El griterío y la confusión de la gente era grandísimo, como de hombres que se veían sin ninguna esperanza de remedio, en medio del mar que bramaba, con la muerte ante los ojos, en la más triste y horrenda figura que imaginar se pudo en ninguno de los naufragios pasados. La ruptura de la nave, el estallido de la madera (que se estaba toda desmenuzando), la caída de los mástiles y las antenas, hacían entonces un tono y un ruido temerosísimo, tal que parece cosa imposible de recordar después a quien lo escribió.(15)

     Pero no le falla la memoria Manuel Godinho Cardoso. Su recurso literario para captar la benevolente piedad del lector lo lleva a recordar con detalle, no tanto la brutalidad de la naturaleza como la de las reacciones humanas:

Nadie trataba ya de nada que no fuera la salvación de las almas, por cuan desengañados se veían de la de los cuerpos, pedían confesión a los religiosos que en la nave iban, con muchas lágrimas y gemidos, con tan poco tino y orden que todos se querían confesar juntamente y en voz [tan] alta que se oían unos a otros [...]. Era la prisa tanta en las confesiones que un hombre, no pudiendo esperar [...] decía sus culpas en voz alta, tan graves y enormes que fue necesario irle el religioso con la mano a la boca, gritándole que se callase, que enseguida lo oiría en confesión; el cual hombre después de confesado, gritaba de lejos, preguntando al padre si lo había absuelto, de tan alienado que andaba con el trance de la muerte.(16)

     Se materializa aquí esa terrible máxima paulina, “Dios encerró a todos en la desobediencia para tener misericordia de todos” (Romanos, 9.21, 9.32, 11.12, 11.22, 11.32), por la que Dios permite el pecado que después habrá de castigar. Y es urgente ponerse en paz con Dios cuando se tiene la muerte ante los ojos, pero al mismo tiempo, este hombre que, desde su locura, confiesa a gritos sus pecados es un magnífico y barroco ejemplo de lo impúdica que es la conciencia de muerte: parece que cuanto más grandes sean los pecados y cuanto más alto se griten, mejor entenderá Dios la dimensión del arrepentimiento. Quem deus vult perdere, demandat prius, reza el trágico adagio atribuido a Eurípides: Dios, o los dioses, enloquecen a los hombres antes de destruirlos. Pero la locura no está ahí, en la brutalidad de la naturaleza, o no sólo, porque la simple puesta en práctica de los pocos recursos de los que los hombres disponen para salvarse convierte ese naufragio en el más cruel de los castigos: por encima del arrecife habría hasta tres palmos de agua durante la bajamar, pero no se haría pie cuando subiera la marea. La desesperación aumenta, y el arrepentimiento y la conciencia de culpa, cuando se entiende que sólo unos pocos van a intentar salvarse en el único esquife del que dispone la nave:

Hubo esta mañana muchas lágrimas, con grandes demostraciones de contrición y arrepentimiento de culpas, se dijeron las letanías, todos pedían misericordia a Dios, hubo muchos que se daban grandes bofetadas con grandes muestras de sentimiento y dolor, otros traían algunos retablos de Nuestra Señora, mostrándolos desde algún lugar bien alto, donde mejor se pudiesen ver, se ponían todos de rodillas y con grandes gritos y muchos sollozos y lágrimas, que eran continuas, llamaban a la Señora para que les valiese en tan espantosa aflicción, y ya no le pedían otra cosa más que remedio para las almas, que de la salvación de los cuerpos estaban todos desconfiados.(17)

> EXTRACTOS DE DATOS
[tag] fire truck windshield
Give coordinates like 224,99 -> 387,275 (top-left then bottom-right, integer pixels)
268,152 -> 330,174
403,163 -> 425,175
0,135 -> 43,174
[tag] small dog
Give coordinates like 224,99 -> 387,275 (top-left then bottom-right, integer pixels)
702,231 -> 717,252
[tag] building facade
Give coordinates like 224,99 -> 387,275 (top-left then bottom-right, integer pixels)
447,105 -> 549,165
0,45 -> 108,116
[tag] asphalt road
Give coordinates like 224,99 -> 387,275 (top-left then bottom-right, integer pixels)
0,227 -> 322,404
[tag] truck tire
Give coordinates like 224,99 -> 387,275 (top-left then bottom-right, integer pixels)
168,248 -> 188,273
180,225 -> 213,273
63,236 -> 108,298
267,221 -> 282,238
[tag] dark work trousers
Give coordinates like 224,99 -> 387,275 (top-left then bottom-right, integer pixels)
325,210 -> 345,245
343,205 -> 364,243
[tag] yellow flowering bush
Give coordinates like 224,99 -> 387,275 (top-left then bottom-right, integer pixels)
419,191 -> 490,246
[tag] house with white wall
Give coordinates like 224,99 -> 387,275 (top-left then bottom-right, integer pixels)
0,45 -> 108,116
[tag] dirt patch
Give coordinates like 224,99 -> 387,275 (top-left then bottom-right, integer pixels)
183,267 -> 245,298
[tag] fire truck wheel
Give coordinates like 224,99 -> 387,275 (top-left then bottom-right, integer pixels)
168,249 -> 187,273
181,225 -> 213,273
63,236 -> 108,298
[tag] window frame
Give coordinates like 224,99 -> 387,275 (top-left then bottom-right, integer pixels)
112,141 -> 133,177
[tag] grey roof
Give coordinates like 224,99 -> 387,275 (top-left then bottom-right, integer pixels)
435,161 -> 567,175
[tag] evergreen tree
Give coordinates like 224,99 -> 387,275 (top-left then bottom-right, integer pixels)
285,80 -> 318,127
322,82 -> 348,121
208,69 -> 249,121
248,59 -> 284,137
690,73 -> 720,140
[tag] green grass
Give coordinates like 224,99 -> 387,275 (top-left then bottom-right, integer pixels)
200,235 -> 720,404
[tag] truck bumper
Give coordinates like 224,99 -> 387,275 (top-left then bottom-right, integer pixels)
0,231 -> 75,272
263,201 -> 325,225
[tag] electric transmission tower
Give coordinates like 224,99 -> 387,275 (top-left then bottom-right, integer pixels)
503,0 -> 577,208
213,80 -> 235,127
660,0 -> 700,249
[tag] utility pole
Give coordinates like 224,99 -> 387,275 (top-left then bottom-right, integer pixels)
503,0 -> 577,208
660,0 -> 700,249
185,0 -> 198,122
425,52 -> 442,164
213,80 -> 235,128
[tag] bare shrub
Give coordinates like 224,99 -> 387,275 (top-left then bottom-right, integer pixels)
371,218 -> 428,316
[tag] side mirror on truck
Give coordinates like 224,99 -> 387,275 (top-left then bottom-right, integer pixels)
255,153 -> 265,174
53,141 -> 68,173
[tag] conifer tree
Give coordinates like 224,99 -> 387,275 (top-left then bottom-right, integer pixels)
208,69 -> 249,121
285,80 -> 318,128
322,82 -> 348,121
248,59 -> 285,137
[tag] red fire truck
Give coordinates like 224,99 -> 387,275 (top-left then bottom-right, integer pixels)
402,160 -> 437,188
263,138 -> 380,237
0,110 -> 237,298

> TAREAS
A: ¿Concuerdan con el texto sobre el naufragio las siguientes afirmaciones? (i) Durante la bajamar había agua sobre el arrecife, pero no tanta como para no hacer pie. (ii) Un religioso llevó la mano a la boca de un hombre que confesaba sus culpas a gritos. (iii) La nave contaba con varios esquifes para salvar a la gente. Responde sí o no a cada una y cita las palabras del texto que lo deciden.
B: Según el texto sobre el naufragio, ¿por qué tuvo el religioso que llevarle la mano a la boca al hombre que se confesaba y gritarle que se callase?

> RESPUESTAS ESPERADAS
A:
(i) Sí: «por encima del arrecife habría hasta tres palmos de agua durante la bajamar».
(ii) Sí: «fue necesario irle el religioso con la mano a la boca».
(iii) No: «el único esquife del que dispone la nave».

B: Porque el hombre, que no podía esperar su turno, decía sus culpas en voz alta, y eran tan graves y enormes que fue necesario hacerlo callar. El religioso le gritó que enseguida lo oiría en confesión.